# The task
Set every entry down again, unchanged, picture-free.

***** The records

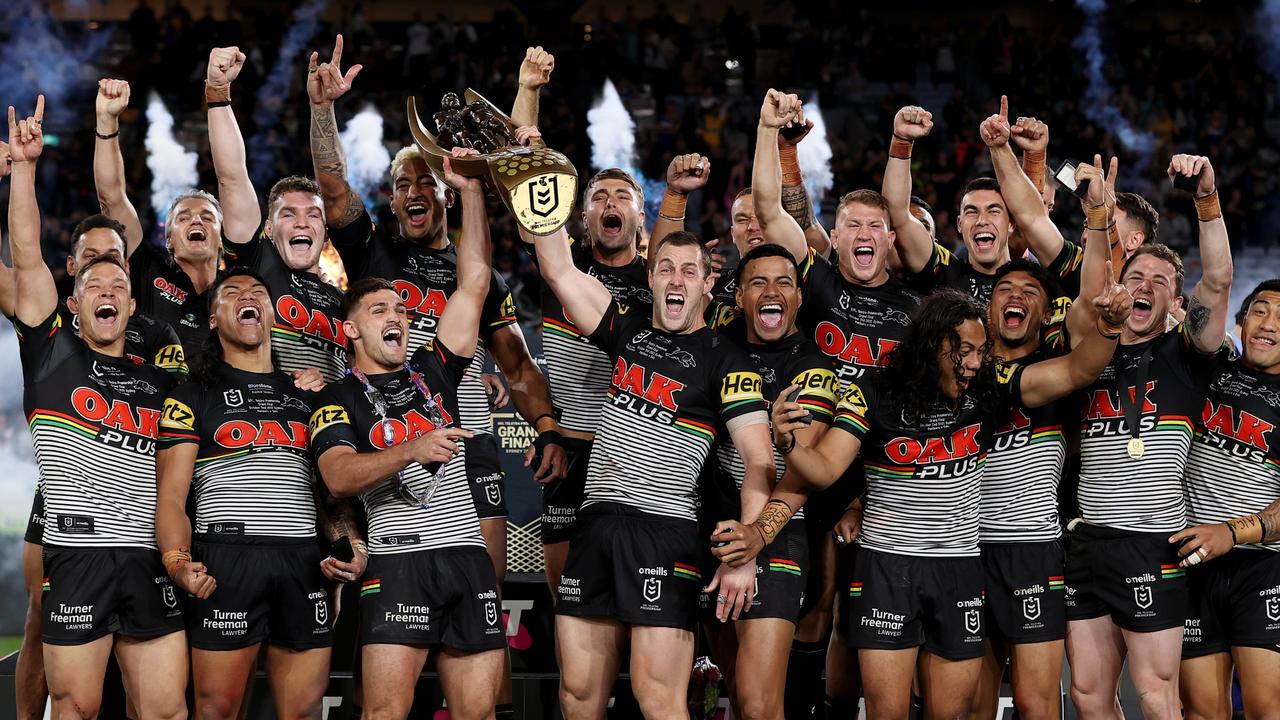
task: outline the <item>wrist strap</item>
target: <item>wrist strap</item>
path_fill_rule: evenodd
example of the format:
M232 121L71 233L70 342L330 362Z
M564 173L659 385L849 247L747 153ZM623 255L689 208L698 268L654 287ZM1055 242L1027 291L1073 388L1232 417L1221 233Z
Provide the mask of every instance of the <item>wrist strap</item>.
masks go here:
M160 562L164 565L164 571L169 574L169 577L173 577L175 568L191 562L191 553L186 550L170 550L160 558Z
M796 154L796 146L783 142L778 136L778 162L782 165L783 185L803 185L804 176L800 174L800 159Z
M213 103L231 104L231 85L214 85L208 80L204 81L204 101L210 103L210 107L222 107L221 105L213 105Z
M664 220L682 222L684 220L684 210L688 204L688 195L667 188L662 192L662 206L658 208L658 215Z
M1124 328L1120 325L1112 325L1110 322L1107 322L1107 319L1104 317L1098 317L1098 334L1108 340L1115 340L1120 337L1120 331L1123 329Z
M790 455L791 451L795 449L796 449L796 434L791 433L791 444L788 445L786 448L779 447L778 453L781 455Z
M1028 150L1022 156L1022 172L1027 174L1031 184L1040 192L1044 192L1044 166L1048 153L1044 150Z
M1218 189L1204 197L1196 198L1196 217L1200 222L1212 222L1222 218L1222 205L1218 203Z
M120 136L120 131L117 129L117 130L116 130L115 132L113 132L113 133L107 133L106 135L103 135L102 133L98 132L98 131L95 129L95 130L93 131L93 134L94 134L94 135L96 135L96 136L97 136L97 138L98 138L99 140L110 140L110 139L111 139L111 138L113 138L113 137L119 137L119 136Z
M1262 519L1257 515L1245 515L1227 521L1231 537L1236 544L1262 542Z
M1084 210L1085 227L1090 230L1106 230L1111 223L1111 213L1107 210L1106 203L1101 205L1085 205Z
M889 157L898 160L910 160L911 148L915 143L908 140L897 133L893 134L893 139L889 141Z

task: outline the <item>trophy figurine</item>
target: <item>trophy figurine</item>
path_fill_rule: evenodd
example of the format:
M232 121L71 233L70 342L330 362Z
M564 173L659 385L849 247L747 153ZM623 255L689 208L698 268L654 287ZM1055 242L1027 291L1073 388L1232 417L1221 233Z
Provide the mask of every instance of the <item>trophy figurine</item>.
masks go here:
M409 132L427 164L441 174L448 157L454 172L484 178L520 227L534 235L560 229L573 211L578 191L573 163L541 140L528 147L518 144L516 125L506 113L470 88L464 97L465 104L455 93L444 96L440 111L431 118L435 134L427 130L417 102L409 98ZM455 147L473 148L480 154L451 157L449 151Z

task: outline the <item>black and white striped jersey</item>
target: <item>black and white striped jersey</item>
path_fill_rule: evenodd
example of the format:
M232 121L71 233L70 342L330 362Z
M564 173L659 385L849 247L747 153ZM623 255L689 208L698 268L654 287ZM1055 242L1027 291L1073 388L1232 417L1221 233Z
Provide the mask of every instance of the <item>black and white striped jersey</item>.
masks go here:
M457 426L458 383L471 358L454 355L443 343L432 345L431 349L419 348L410 360L414 370L421 373L430 400L405 370L369 376L370 384L387 404L390 443L372 400L354 375L320 391L310 424L315 457L320 458L338 445L360 453L379 452L422 437L437 427ZM403 491L397 490L397 477L393 475L360 496L369 519L371 554L484 547L480 520L467 485L465 448L437 476L438 470L441 468L437 465L410 463L401 473ZM433 484L434 492L425 497ZM417 498L424 498L427 507L423 508Z
M716 438L768 422L759 372L712 330L664 332L649 308L616 300L591 341L614 361L583 507L618 503L696 521L698 475Z
M527 247L533 250L533 246ZM599 280L614 300L632 312L649 315L653 293L643 258L637 255L626 265L613 267L596 260L577 242L570 250L574 265ZM595 432L609 392L613 359L582 334L546 283L542 284L542 356L547 361L547 384L551 402L560 413L560 427Z
M1197 350L1184 328L1119 346L1086 389L1080 415L1080 511L1087 522L1131 532L1186 527L1182 478L1213 356ZM1138 408L1143 451L1132 458L1122 396L1135 401L1144 354L1150 359L1146 397Z
M868 491L858 542L900 555L976 556L990 419L969 396L907 417L879 386L883 377L850 384L832 427L862 443Z
M164 402L160 446L199 446L191 497L199 535L312 538L316 509L307 423L314 393L284 372L221 363Z
M56 310L14 327L44 544L155 548L156 437L173 376L90 350Z
M1280 375L1219 358L1187 460L1192 525L1251 515L1280 500ZM1250 547L1280 551L1280 543Z
M315 368L325 382L347 371L347 336L342 331L342 291L310 272L291 270L259 228L247 243L223 241L227 266L244 266L262 276L271 291L276 321L271 357L277 370Z
M368 212L344 228L329 228L329 238L350 280L377 277L395 284L409 309L409 348L426 347L435 338L440 316L458 288L458 253L453 245L435 249L409 242L376 227ZM480 342L457 388L462 427L468 430L493 432L489 396L480 378L487 360L485 339L515 322L515 300L495 271L480 315Z

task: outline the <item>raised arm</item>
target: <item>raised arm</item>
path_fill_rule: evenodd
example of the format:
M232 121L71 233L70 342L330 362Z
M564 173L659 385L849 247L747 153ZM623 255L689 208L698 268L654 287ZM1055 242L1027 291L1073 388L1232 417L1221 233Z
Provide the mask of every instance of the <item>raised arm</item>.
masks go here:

**********

# Solution
task: outline the <item>wrist strap</item>
target: <item>wrist strap</item>
path_fill_rule: evenodd
example of the format:
M232 121L71 233L70 342L330 362Z
M564 173L659 385L849 247L747 153ZM623 255L689 208L698 268L654 287ZM1055 242L1027 291L1073 388L1232 417L1221 233Z
Provide the mask of every instance of the <item>wrist strap</item>.
masks go here:
M160 562L164 565L164 571L169 574L169 577L173 577L175 568L191 562L191 553L186 550L170 550L160 558Z
M796 154L796 146L783 142L778 136L778 162L782 165L783 185L803 185L804 176L800 174L800 159Z
M213 103L231 104L231 85L214 85L208 80L204 81L204 101L210 103L210 107L222 107L221 105L213 105Z
M664 220L682 222L684 220L684 210L688 204L688 195L667 188L662 192L662 206L658 208L658 215Z
M1124 328L1120 325L1112 325L1110 322L1107 322L1107 319L1104 317L1098 317L1098 334L1108 340L1115 340L1120 337L1120 331L1123 329Z
M790 455L791 451L795 449L796 449L796 434L791 433L791 444L788 445L786 448L779 447L778 453L781 455Z
M1028 150L1022 156L1022 172L1027 174L1031 184L1040 192L1044 192L1044 166L1048 153L1044 150Z
M1218 189L1204 197L1196 198L1196 217L1200 222L1212 222L1222 218L1222 205L1218 203Z
M120 136L120 131L117 129L117 130L116 130L115 132L113 132L113 133L107 133L106 135L103 135L102 133L98 132L98 131L95 129L95 130L93 131L93 134L94 134L94 135L96 135L96 136L97 136L97 138L98 138L99 140L110 140L110 139L111 139L111 138L113 138L113 137L119 137L119 136Z
M1262 519L1257 515L1245 515L1227 521L1231 537L1236 544L1262 542Z
M1084 210L1085 227L1090 230L1106 230L1111 223L1111 213L1107 210L1106 203L1101 205L1085 205Z
M889 157L898 160L910 160L911 148L915 143L908 140L897 133L893 134L893 139L889 141Z

task: outline the <item>trophy figurine</item>
target: <item>trophy figurine</item>
path_fill_rule: evenodd
example of the format:
M232 121L71 233L70 342L330 362Z
M564 173L659 385L849 247L747 153ZM623 255L689 208L698 268L654 287ZM1055 242L1027 291L1073 388L1232 417L1221 233Z
Provide the mask of every instance of the <item>trophy figurine</item>.
masks go here:
M409 132L427 164L441 174L448 157L454 172L484 178L520 227L534 235L560 229L573 211L578 191L573 163L541 140L528 147L518 144L516 125L506 113L470 88L464 97L465 104L455 93L444 96L440 111L431 118L435 134L427 130L417 102L409 98ZM455 147L473 148L480 154L451 157L449 151Z

task: outline the <item>black and white striped jersey</item>
target: <item>black and white striped jersey</item>
path_fill_rule: evenodd
example of the format:
M232 121L71 233L70 342L330 362Z
M564 173L659 385L849 247L747 153ZM623 255L689 208L698 268L654 287ZM1055 242L1027 291L1073 388L1232 417L1221 233Z
Provide the mask of every instance of the <item>black and white striped jersey</item>.
masks go here:
M457 426L458 383L471 358L454 355L443 343L432 345L431 349L419 348L410 360L414 370L421 373L430 400L405 370L369 376L370 384L387 404L390 443L372 400L354 375L320 391L310 424L315 457L320 458L338 445L360 453L379 452L422 437L437 427ZM403 491L397 490L397 477L393 475L360 496L369 519L371 554L484 547L480 520L467 485L465 448L437 476L438 470L441 468L437 465L410 463L401 473ZM433 484L434 492L425 497ZM417 498L424 498L427 507L423 508Z
M716 438L768 422L759 372L712 330L664 332L649 308L616 300L591 341L614 361L583 507L618 503L696 521L698 475Z
M527 247L533 250L533 246ZM599 280L614 300L632 312L649 315L653 293L643 258L637 255L626 265L613 267L596 260L577 242L570 250L574 265ZM595 432L609 392L613 359L582 334L546 283L542 284L542 356L547 361L547 384L551 402L560 413L560 427Z
M1197 350L1184 328L1119 346L1086 389L1080 415L1080 511L1087 522L1131 532L1186 527L1182 478L1213 356ZM1138 408L1143 451L1132 458L1122 396L1135 401L1144 354L1150 359L1146 397Z
M868 491L858 542L900 555L976 556L990 419L969 396L907 417L879 386L883 377L850 384L832 427L862 443Z
M164 402L160 446L199 446L191 497L199 535L312 538L316 509L307 423L314 393L284 372L221 363Z
M56 310L14 327L44 544L155 548L156 437L173 376L90 350Z
M1280 375L1219 358L1187 460L1192 525L1251 515L1280 500ZM1250 547L1280 551L1280 543Z
M315 368L325 382L347 371L347 336L342 331L342 291L310 272L291 270L259 228L247 243L223 241L227 266L244 266L262 276L271 291L276 321L271 357L277 370Z
M368 212L344 228L329 228L329 238L350 280L377 277L395 284L409 309L409 348L426 347L435 338L440 316L458 288L458 253L453 245L435 249L409 242L376 227ZM480 342L457 388L462 427L468 430L493 432L489 396L480 378L487 360L485 339L515 322L515 300L495 271L480 315Z

task: outline the <item>raised arm</item>
target: <item>raised arm</item>
path_fill_rule: evenodd
example of the format:
M232 121L71 233L70 342L330 362Z
M564 173L659 385L849 247L747 153ZM623 255L689 208L698 268L654 287ZM1055 242L1027 291L1073 388L1232 417L1221 233Z
Provide the mask of every instance of the <item>raised arm</item>.
masks go here:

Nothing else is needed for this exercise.